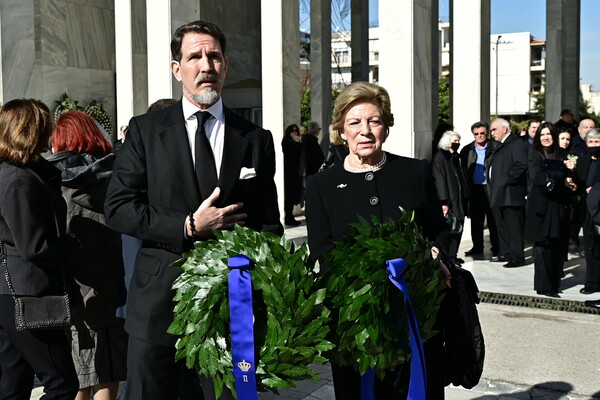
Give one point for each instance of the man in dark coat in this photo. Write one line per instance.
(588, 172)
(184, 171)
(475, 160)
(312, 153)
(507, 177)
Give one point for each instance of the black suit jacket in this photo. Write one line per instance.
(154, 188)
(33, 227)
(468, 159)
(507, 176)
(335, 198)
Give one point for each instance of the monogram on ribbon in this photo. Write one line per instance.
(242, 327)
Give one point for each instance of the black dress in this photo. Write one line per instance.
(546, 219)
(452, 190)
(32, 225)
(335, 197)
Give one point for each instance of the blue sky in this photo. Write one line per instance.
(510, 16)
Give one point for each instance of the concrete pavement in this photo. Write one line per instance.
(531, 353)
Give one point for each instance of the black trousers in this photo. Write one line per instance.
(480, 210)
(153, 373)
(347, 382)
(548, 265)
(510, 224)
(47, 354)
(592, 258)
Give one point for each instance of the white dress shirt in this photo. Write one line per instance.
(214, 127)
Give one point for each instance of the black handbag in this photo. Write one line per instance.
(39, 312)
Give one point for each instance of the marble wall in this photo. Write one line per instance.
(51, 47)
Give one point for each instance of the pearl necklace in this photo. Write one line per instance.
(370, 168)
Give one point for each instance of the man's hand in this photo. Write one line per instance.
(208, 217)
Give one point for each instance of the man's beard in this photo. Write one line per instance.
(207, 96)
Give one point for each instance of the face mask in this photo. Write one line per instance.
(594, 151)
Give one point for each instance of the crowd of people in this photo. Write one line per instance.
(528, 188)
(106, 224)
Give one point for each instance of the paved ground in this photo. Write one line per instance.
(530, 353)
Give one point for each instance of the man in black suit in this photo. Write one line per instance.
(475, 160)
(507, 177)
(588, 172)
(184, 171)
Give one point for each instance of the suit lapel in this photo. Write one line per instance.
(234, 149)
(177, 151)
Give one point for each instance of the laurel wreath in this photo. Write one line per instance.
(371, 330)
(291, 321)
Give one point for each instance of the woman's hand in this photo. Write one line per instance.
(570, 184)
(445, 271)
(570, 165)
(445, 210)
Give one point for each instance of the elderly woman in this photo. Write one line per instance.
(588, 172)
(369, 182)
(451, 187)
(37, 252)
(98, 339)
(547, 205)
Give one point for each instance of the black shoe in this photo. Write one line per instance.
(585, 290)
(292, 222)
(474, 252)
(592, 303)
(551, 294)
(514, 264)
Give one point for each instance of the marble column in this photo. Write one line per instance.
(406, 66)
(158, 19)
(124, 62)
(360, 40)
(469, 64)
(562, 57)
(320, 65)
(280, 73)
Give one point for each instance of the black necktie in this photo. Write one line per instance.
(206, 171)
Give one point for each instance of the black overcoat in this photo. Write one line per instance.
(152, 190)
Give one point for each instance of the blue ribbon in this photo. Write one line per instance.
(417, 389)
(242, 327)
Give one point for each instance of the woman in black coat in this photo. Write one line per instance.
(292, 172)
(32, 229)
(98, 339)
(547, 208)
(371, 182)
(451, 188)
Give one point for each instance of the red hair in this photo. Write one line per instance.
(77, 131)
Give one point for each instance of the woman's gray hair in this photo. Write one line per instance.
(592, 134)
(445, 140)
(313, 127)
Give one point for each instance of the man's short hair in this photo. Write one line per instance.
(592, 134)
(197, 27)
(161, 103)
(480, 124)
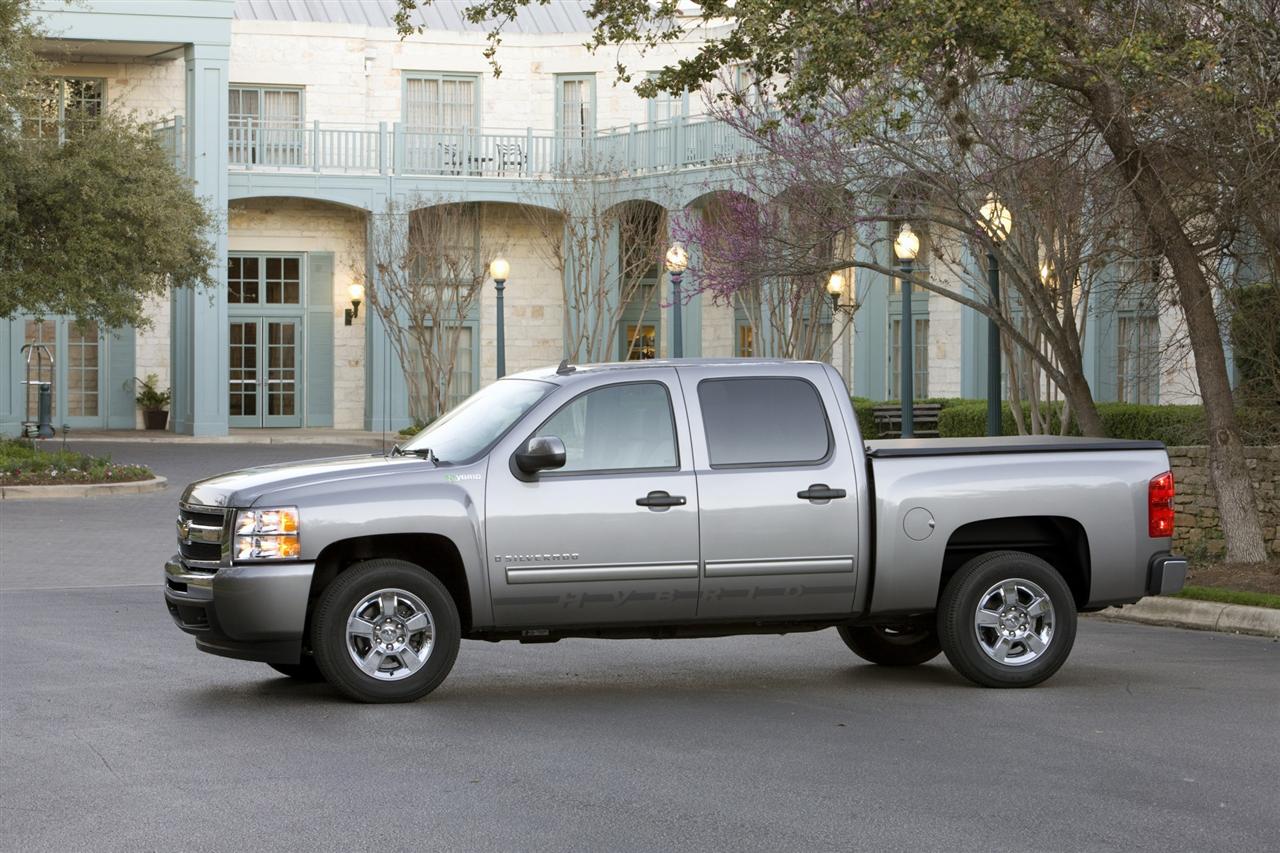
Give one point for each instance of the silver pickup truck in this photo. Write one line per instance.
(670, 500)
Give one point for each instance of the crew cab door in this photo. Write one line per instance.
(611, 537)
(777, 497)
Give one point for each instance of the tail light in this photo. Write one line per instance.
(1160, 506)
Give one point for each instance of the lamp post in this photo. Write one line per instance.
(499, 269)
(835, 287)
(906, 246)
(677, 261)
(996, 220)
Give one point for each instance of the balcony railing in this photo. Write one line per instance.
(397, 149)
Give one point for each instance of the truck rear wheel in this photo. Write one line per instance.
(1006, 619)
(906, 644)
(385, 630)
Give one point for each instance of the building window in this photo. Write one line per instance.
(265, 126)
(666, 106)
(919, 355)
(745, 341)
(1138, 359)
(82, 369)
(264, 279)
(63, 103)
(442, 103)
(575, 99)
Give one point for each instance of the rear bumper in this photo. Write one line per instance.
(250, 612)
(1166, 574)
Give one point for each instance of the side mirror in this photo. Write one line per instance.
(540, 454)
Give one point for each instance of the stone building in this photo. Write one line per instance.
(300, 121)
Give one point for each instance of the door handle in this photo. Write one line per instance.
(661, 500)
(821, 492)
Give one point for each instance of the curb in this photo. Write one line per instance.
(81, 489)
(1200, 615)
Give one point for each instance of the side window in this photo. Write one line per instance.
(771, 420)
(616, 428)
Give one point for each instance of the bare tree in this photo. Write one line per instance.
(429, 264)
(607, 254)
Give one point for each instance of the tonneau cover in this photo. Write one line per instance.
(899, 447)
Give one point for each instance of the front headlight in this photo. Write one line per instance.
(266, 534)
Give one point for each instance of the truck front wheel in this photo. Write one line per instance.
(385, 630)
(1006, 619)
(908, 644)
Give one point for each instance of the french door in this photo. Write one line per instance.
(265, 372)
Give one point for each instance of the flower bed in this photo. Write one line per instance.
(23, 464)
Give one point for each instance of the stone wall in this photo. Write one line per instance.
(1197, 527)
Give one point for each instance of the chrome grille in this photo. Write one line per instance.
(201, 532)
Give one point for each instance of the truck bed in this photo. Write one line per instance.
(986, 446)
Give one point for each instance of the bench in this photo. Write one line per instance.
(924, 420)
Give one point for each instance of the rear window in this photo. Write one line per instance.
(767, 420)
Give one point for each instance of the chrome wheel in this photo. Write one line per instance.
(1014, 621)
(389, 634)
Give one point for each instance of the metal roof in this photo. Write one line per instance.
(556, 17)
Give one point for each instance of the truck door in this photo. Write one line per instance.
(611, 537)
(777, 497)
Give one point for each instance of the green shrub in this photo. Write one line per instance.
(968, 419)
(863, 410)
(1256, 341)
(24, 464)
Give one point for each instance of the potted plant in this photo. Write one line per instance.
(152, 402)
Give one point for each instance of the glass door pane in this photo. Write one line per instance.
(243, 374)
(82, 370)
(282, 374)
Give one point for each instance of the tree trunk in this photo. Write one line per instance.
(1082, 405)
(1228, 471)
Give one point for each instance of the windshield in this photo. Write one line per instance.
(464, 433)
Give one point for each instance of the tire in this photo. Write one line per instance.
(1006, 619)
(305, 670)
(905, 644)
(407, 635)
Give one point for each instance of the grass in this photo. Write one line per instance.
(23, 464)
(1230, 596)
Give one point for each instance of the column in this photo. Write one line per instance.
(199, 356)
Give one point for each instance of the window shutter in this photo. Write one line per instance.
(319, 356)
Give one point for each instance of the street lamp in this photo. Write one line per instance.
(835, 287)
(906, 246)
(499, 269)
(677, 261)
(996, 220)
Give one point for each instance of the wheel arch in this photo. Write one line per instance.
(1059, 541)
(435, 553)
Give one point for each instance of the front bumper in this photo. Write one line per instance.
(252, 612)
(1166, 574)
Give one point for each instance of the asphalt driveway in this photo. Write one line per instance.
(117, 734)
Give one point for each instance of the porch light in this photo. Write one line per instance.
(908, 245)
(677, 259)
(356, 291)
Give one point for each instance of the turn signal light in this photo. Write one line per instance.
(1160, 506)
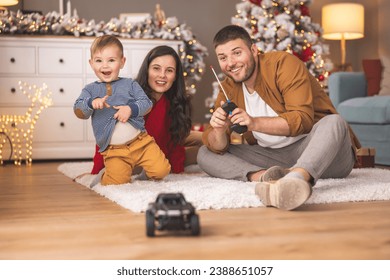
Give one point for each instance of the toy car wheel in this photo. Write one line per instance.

++++++++++++++++++++

PROBLEM TO SOLVE: Could you render every line of the rows above as a Markdown table with two columns, n for the line number and Line for the line itself, skipping blank lines and leaving the pictures out?

RESULT FOR THIS TASK:
| n | Line |
|---|---|
| 1 | Give one point for each instance of the man in dark coat in this photo. Write one line per instance. |
| 2 | (588, 172) |
| 3 | (184, 171) |
| 4 | (475, 160) |
| 5 | (312, 153) |
| 6 | (507, 177) |
| 7 | Give one point for each instance of the black suit jacket in this photo. Write one line per instance. |
| 8 | (154, 188) |
| 9 | (33, 227) |
| 10 | (468, 159) |
| 11 | (507, 176) |
| 12 | (335, 198) |
| 13 | Give one point for each instance of the monogram on ribbon in this photo. Write one line per instance. |
| 14 | (242, 327) |
| 15 | Give one point for each instance of the black dress in this photo. Write one line per instance. |
| 16 | (546, 219) |
| 17 | (452, 190) |
| 18 | (32, 225) |
| 19 | (335, 197) |
| 20 | Give one point for each instance of the blue sky in this photo. Write one line per instance. |
| 21 | (510, 16) |
| 22 | Give one point for each instance of the concrete pavement in this photo. Write one line per instance. |
| 23 | (531, 353) |
| 24 | Give one point for each instance of the black trousers in this photo. Write one line per instance. |
| 25 | (480, 210) |
| 26 | (153, 373) |
| 27 | (347, 382) |
| 28 | (548, 265) |
| 29 | (510, 224) |
| 30 | (47, 354) |
| 31 | (592, 258) |
| 32 | Give one point for each instance of the white dress shirt in this photo. Write one line per instance. |
| 33 | (214, 127) |
| 34 | Give one point for each instance of the black handbag in this photo. Write one line per instance. |
| 35 | (39, 312) |
| 36 | Give one point for each instance of the marble wall in this photo. Write one line per instance. |
| 37 | (51, 47) |
| 38 | Give one point for each instance of the pearl necklace in this photo. Write one line per instance. |
| 39 | (370, 168) |
| 40 | Give one point for each instance of the man's hand in this photo. Write one line per instance. |
| 41 | (208, 217) |
| 42 | Give one point for each instance of the man's beard in this photo. Write one line per instance. |
| 43 | (207, 96) |
| 44 | Give one point for each instance of the face mask in this photo. Write one line per instance. |
| 45 | (594, 151) |
| 46 | Give one point for each instance of the crowd of people in this photo. Write one line per instance. |
| 47 | (528, 188) |
| 48 | (106, 224) |
| 49 | Give one point for each instance of the paved ground in this photo. Write one line per instance. |
| 50 | (530, 353) |
| 51 | Give one point for each instance of the man in black suit in this photo. Write one line per instance. |
| 52 | (475, 160) |
| 53 | (507, 177) |
| 54 | (588, 172) |
| 55 | (184, 171) |
| 56 | Give one point for each instance of the suit lapel in this photo. Write one line per instance. |
| 57 | (234, 149) |
| 58 | (177, 151) |
| 59 | Give one point for each instance of the laurel wreath in this photo. Write one line per instance. |
| 60 | (371, 330) |
| 61 | (291, 321) |
| 62 | Give one point for each instance of the woman's hand in this photo. Write one line per instance. |
| 63 | (570, 184) |
| 64 | (445, 271) |
| 65 | (570, 165) |
| 66 | (445, 210) |
| 67 | Give one point for each instance of the elderly woman in this photo. Write one line per instance. |
| 68 | (588, 172) |
| 69 | (369, 182) |
| 70 | (451, 187) |
| 71 | (37, 252) |
| 72 | (98, 339) |
| 73 | (547, 205) |
| 74 | Give one point for each instance of the black shoe in this photo. Write one line per instance. |
| 75 | (585, 290) |
| 76 | (292, 222) |
| 77 | (474, 252) |
| 78 | (592, 303) |
| 79 | (551, 294) |
| 80 | (514, 264) |
| 81 | Give one point for each instance of the marble column in this photo. Write one line per instance. |
| 82 | (406, 66) |
| 83 | (158, 19) |
| 84 | (124, 62) |
| 85 | (360, 40) |
| 86 | (469, 64) |
| 87 | (562, 57) |
| 88 | (320, 65) |
| 89 | (280, 73) |
| 90 | Give one point for each instance of the black necktie in this photo. Write one line per instance. |
| 91 | (206, 171) |
| 92 | Give one point for each instance of the black overcoat in this photo. Write one line per instance. |
| 93 | (152, 190) |
| 94 | Give one point for each instance of the blue ribbon in this photo. Write one line per instance. |
| 95 | (417, 389) |
| 96 | (242, 327) |
| 97 | Give one point for each instance of the woman in black coat in this photo. Write one line per instance. |
| 98 | (292, 172) |
| 99 | (32, 229) |
| 100 | (98, 339) |
| 101 | (547, 208) |
| 102 | (371, 182) |
| 103 | (451, 188) |
| 104 | Give one point for each instance of the red hair in this photo. Write one line per instance. |
| 105 | (77, 131) |
| 106 | Give one point for each instance of the woman's gray hair in this photo. Write one line per instance. |
| 107 | (592, 134) |
| 108 | (445, 140) |
| 109 | (313, 127) |
| 110 | Give one point for each instance of the man's short hair in this photo. Write one line per instance. |
| 111 | (592, 134) |
| 112 | (197, 27) |
| 113 | (161, 103) |
| 114 | (480, 124) |
| 115 | Give one point for each instance of the silver pickup truck in this photo. Write one line per instance. |
| 116 | (670, 500) |
| 117 | Give one point for each instance of the crew cab door in this photo. Write one line per instance. |
| 118 | (611, 537) |
| 119 | (777, 497) |
| 120 | Give one point for each instance of the tail light in this photo. Write one line per instance. |
| 121 | (1160, 506) |
| 122 | Give one point for each instance of the lamp post in this photo. Write one line per instance. |
| 123 | (499, 269) |
| 124 | (835, 287) |
| 125 | (906, 246) |
| 126 | (677, 261) |
| 127 | (996, 220) |
| 128 | Give one point for each instance of the balcony railing in this photo. Write one line per instance. |
| 129 | (397, 149) |
| 130 | Give one point for each instance of the truck rear wheel in this photo. Write one line per instance. |
| 131 | (1006, 619) |
| 132 | (906, 644) |
| 133 | (385, 630) |
| 134 | Give one point for each instance of the building window in this photo. Write one line per instance. |
| 135 | (265, 126) |
| 136 | (666, 106) |
| 137 | (919, 355) |
| 138 | (745, 341) |
| 139 | (1138, 359) |
| 140 | (82, 369) |
| 141 | (264, 279) |
| 142 | (63, 103) |
| 143 | (442, 103) |
| 144 | (575, 99) |
| 145 | Give one point for each instance of the rear bumper in this photo. Write one line per instance. |
| 146 | (250, 612) |
| 147 | (1166, 574) |
| 148 | Give one point for each instance of the side mirror in this photo. Write one line per instance. |
| 149 | (540, 454) |
| 150 | Give one point for each instance of the stone building in this photo. Write one line per instance. |
| 151 | (300, 121) |
| 152 | Give one point for each instance of the door handle in this photo. Write one line per instance. |
| 153 | (661, 500) |
| 154 | (821, 492) |
| 155 | Give one point for each instance of the curb in this photo. Write one line per instance. |
| 156 | (81, 489) |
| 157 | (1200, 615) |
| 158 | Give one point for each instance of the side window in this photo. Write one line per instance. |
| 159 | (771, 420) |
| 160 | (616, 428) |
| 161 | Give one point for each instance of the bare tree in this photo. Write one line per instance. |
| 162 | (429, 264) |
| 163 | (607, 254) |
| 164 | Give one point for each instance of the tonneau cover in this photo. Write one line per instance. |
| 165 | (899, 447) |
| 166 | Give one point for each instance of the front headlight in this photo. Write one line per instance. |
| 167 | (266, 534) |
| 168 | Give one point for each instance of the truck front wheel in this photo. Write one line per instance. |
| 169 | (385, 630) |
| 170 | (1006, 619) |
| 171 | (908, 644) |
| 172 | Give one point for each instance of the french door in this photo. Write one line per instance. |
| 173 | (265, 372) |
| 174 | Give one point for each instance of the flower bed in this photo. Write one line per instance. |
| 175 | (23, 464) |
| 176 | Give one point for each instance of the stone wall in this photo. Write one line per instance. |
| 177 | (1197, 527) |
| 178 | Give one point for each instance of the chrome grille in this photo. Write one line per instance. |
| 179 | (201, 532) |
| 180 | Give one point for each instance of the truck bed in this photo. Write one line per instance. |
| 181 | (986, 446) |
| 182 | Give one point for each instance of the bench in this photo. Write one line per instance. |
| 183 | (924, 420) |
| 184 | Give one point for each instance of the rear window in this photo. Write one line per instance. |
| 185 | (767, 420) |
| 186 | Give one point for each instance of the chrome wheel in this photo. Write one line per instance. |
| 187 | (1014, 621) |
| 188 | (389, 634) |
| 189 | Give one point for each instance of the metal roof in this photo. Write one line per instance. |
| 190 | (556, 17) |
| 191 | Give one point for each instance of the truck door in this photo. Write one line per instance. |
| 192 | (611, 537) |
| 193 | (777, 497) |
| 194 | Give one point for each instance of the green shrub in this photo. Write one line per instance. |
| 195 | (968, 419) |
| 196 | (863, 410) |
| 197 | (1256, 341) |
| 198 | (24, 464) |
| 199 | Give one point for each instance of the potted plant in this photo. Write one line per instance. |
| 200 | (152, 402) |
| 201 | Give one point for each instance of the glass door pane in this photo. Write one line per instance. |
| 202 | (243, 374) |
| 203 | (82, 370) |
| 204 | (282, 374) |
| 205 | Give one point for each instance of the tree trunk in this photo. Write one line per instance. |
| 206 | (1082, 405) |
| 207 | (1228, 471) |
| 208 | Give one point for each instance of the windshield in this photo. Write one line per instance. |
| 209 | (464, 433) |
| 210 | Give one point for each instance of the tire in this photo. Write one line per instance. |
| 211 | (1006, 619) |
| 212 | (305, 670) |
| 213 | (905, 644) |
| 214 | (407, 635) |
| 215 | Give one point for each instance of the grass in this photo. Write one line per instance. |
| 216 | (23, 464) |
| 217 | (1230, 596) |
| 218 | Give one point for each instance of the column in this photo. Write one line per instance. |
| 219 | (199, 356) |
| 220 | Give one point for each instance of the window shutter in this photo. Write one line per instance. |
| 221 | (319, 356) |
| 222 | Give one point for each instance of the street lamp in this photo. Write one line per instance. |
| 223 | (835, 287) |
| 224 | (906, 246) |
| 225 | (499, 269) |
| 226 | (677, 261) |
| 227 | (996, 220) |
| 228 | Give one point for each instance of the wheel arch in this photo. Write one line per instance. |
| 229 | (1059, 541) |
| 230 | (435, 553) |
| 231 | Give one point for each instance of the front bumper in this photo. Write one line per instance. |
| 232 | (252, 612) |
| 233 | (1166, 574) |
| 234 | Give one point for each instance of the asphalt driveway in this photo. Write one line per instance. |
| 235 | (117, 734) |
| 236 | Give one point for each instance of the porch light in this photo. Write one line per instance. |
| 237 | (908, 245) |
| 238 | (677, 259) |
| 239 | (356, 291) |
| 240 | Give one point for each instance of the turn signal light in this photo. Write one line per instance. |
| 241 | (1160, 506) |
| 242 | Give one point for each instance of the toy car wheel in this photo. Write one line per instance. |